(Stored items)
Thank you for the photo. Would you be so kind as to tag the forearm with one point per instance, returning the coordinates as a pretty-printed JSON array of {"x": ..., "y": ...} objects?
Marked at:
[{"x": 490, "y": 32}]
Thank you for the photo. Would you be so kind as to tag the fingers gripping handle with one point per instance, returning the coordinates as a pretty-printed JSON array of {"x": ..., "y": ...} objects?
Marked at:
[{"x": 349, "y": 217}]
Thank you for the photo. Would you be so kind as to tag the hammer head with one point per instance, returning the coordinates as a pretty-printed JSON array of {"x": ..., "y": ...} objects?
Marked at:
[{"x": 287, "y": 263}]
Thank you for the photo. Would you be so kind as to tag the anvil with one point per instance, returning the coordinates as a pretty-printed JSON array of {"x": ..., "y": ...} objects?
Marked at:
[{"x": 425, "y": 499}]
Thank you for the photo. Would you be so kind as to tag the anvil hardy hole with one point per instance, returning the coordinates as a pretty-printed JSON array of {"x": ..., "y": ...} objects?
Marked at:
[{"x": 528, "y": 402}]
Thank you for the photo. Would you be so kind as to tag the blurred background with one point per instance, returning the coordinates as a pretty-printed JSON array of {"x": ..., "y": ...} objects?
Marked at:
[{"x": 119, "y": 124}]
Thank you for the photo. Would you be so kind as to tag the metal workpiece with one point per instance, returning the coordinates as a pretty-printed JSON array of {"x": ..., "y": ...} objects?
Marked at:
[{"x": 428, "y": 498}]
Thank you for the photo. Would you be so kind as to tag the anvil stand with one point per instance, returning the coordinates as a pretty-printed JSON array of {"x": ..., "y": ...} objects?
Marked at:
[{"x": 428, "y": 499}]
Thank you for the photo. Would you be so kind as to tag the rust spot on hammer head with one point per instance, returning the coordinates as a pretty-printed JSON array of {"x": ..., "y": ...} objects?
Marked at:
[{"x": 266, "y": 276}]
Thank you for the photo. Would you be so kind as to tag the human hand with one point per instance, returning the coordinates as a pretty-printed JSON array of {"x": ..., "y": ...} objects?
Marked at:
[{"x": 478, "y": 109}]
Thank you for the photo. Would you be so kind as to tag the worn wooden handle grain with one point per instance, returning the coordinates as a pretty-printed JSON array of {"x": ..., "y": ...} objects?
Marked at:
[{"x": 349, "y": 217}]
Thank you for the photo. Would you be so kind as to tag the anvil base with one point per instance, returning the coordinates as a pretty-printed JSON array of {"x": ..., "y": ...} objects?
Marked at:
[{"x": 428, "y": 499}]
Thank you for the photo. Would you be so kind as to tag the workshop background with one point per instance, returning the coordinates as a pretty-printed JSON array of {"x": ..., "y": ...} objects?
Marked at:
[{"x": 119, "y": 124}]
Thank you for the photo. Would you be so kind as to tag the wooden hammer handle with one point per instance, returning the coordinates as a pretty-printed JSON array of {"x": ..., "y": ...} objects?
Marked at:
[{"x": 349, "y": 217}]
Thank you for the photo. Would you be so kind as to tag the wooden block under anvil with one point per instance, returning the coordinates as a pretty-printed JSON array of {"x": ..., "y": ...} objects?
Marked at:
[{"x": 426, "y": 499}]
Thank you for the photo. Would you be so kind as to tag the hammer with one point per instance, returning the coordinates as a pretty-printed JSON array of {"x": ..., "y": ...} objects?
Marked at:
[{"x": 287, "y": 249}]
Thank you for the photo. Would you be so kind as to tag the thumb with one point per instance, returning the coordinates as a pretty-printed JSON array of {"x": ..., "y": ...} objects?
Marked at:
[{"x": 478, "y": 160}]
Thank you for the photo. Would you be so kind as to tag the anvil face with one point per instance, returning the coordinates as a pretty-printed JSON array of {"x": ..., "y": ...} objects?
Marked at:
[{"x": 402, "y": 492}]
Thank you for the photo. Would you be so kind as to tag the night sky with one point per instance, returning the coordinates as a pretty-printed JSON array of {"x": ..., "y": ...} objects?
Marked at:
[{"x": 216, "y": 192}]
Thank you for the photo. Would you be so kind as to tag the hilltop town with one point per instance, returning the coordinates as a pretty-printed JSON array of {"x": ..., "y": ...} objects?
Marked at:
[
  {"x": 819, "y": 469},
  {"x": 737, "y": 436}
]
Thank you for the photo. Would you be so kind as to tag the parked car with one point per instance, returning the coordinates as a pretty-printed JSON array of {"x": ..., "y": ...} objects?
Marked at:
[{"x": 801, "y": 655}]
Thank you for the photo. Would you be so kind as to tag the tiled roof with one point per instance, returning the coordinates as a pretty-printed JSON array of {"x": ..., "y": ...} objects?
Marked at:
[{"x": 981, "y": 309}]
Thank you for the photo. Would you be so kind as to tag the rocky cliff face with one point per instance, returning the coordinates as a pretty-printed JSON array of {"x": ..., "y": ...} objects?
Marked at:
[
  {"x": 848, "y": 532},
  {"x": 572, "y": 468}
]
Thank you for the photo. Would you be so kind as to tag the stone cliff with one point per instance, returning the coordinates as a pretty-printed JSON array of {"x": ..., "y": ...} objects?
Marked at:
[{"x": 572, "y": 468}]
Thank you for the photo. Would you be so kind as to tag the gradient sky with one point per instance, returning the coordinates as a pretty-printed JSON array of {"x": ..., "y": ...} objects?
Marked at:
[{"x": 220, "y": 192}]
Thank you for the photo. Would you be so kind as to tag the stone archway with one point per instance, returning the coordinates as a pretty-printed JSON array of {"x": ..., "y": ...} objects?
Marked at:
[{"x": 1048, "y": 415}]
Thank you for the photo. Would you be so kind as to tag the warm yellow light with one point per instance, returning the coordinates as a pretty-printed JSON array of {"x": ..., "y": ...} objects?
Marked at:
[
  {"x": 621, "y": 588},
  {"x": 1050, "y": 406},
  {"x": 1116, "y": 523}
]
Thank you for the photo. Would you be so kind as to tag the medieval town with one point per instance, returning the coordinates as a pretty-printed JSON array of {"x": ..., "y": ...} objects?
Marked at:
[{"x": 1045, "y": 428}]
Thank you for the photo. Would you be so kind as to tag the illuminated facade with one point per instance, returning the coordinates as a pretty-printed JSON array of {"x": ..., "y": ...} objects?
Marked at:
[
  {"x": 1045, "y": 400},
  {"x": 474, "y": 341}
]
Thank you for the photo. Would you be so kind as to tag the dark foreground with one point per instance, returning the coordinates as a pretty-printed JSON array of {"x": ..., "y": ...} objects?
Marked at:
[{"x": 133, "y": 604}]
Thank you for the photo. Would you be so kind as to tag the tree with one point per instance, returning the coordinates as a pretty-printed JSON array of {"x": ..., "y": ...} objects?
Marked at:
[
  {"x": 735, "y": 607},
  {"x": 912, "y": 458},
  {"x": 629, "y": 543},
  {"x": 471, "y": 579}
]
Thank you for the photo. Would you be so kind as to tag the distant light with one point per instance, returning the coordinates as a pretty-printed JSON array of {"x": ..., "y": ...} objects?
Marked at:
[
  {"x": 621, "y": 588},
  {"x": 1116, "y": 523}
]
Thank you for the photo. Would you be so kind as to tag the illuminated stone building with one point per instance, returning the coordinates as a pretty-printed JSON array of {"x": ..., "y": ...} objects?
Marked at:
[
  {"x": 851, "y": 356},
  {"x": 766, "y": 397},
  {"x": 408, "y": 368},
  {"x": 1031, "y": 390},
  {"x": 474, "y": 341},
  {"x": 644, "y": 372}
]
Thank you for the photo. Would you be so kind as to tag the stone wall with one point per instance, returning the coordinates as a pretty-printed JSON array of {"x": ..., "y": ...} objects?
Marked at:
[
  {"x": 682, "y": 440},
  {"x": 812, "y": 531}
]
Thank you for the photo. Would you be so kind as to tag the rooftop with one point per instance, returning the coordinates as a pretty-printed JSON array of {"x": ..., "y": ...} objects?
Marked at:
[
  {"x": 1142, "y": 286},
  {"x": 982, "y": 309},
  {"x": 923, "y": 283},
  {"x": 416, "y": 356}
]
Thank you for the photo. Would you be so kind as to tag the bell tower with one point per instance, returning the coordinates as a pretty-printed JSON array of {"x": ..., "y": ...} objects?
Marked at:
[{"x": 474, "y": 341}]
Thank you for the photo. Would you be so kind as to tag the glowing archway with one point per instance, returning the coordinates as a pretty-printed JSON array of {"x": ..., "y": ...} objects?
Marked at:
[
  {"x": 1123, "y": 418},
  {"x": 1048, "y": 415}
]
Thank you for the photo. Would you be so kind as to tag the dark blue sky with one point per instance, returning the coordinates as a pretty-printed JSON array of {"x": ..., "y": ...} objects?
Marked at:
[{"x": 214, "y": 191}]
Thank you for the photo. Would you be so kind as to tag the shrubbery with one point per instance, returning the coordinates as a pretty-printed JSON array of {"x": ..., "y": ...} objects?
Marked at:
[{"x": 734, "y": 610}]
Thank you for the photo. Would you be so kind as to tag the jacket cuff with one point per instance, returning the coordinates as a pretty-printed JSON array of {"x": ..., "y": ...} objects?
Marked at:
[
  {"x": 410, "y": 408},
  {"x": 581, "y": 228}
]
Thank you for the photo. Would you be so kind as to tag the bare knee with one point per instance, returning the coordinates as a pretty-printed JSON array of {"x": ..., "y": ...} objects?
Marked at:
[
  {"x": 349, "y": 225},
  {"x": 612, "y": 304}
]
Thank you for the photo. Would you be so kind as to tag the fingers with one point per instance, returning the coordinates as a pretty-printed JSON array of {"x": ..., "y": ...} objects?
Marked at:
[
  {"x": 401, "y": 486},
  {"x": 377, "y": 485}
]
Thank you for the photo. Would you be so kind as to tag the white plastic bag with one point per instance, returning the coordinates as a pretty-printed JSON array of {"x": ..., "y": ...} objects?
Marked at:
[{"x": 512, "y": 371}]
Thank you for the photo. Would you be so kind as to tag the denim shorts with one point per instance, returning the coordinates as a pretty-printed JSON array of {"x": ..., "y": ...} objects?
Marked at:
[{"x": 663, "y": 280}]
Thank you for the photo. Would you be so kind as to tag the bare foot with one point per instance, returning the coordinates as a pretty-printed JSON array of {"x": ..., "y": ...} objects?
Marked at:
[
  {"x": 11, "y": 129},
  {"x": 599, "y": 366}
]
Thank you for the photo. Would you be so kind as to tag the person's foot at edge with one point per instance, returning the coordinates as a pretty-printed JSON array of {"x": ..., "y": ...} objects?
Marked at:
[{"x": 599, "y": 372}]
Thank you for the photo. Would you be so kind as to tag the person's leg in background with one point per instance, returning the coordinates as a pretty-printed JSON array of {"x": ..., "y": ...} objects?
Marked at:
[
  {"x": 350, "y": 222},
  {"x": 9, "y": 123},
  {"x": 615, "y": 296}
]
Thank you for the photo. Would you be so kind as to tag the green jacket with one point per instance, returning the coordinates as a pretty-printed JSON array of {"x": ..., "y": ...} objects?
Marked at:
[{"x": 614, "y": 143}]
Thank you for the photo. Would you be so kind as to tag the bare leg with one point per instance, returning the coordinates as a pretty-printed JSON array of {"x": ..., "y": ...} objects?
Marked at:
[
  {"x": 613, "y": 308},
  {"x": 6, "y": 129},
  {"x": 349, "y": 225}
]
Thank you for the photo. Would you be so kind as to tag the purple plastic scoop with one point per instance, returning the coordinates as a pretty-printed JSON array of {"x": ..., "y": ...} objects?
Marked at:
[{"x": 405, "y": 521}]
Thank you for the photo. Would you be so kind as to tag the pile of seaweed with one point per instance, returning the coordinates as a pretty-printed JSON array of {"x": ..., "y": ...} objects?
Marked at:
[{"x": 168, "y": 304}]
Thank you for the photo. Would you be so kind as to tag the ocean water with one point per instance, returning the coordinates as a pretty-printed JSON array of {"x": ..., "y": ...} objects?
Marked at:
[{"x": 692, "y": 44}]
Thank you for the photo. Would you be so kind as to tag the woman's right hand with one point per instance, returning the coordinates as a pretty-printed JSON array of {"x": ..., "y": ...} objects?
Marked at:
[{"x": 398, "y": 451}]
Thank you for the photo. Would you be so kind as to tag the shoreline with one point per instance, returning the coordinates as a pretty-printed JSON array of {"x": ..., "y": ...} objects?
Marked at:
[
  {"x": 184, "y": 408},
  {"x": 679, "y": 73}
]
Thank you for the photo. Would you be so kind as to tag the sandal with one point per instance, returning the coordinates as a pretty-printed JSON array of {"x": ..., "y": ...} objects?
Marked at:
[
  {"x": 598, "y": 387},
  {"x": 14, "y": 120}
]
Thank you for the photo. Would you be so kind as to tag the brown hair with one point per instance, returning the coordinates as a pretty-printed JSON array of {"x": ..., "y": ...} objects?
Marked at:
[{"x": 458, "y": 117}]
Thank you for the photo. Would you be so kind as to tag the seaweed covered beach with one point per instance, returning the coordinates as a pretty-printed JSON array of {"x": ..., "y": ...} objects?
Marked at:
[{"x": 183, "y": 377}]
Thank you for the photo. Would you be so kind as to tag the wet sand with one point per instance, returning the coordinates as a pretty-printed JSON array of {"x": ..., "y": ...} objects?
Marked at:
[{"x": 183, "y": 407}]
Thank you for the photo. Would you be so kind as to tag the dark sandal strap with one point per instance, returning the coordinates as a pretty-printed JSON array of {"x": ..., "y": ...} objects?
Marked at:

▶ Exercise details: Go through the entries and filter for lines holding the word "background"; copy each match.

▶ Solution for this task:
Thank you for the photo. Would you be so kind as to tag the blurred background with one point per instance, returning the coordinates as a pretty-printed JSON array of {"x": ..., "y": ...} objects?
Thank you for the photo. Would you be so kind as to tag the workshop background with one point per instance, returning the coordinates as a pretty-printed JSON array of {"x": ..., "y": ...} objects?
Thank you for the photo. Would you be so kind as to tag the person's leg in background with one point per instance, returning the coordinates as a pretty-printed JSON array of {"x": ..., "y": ...} objects?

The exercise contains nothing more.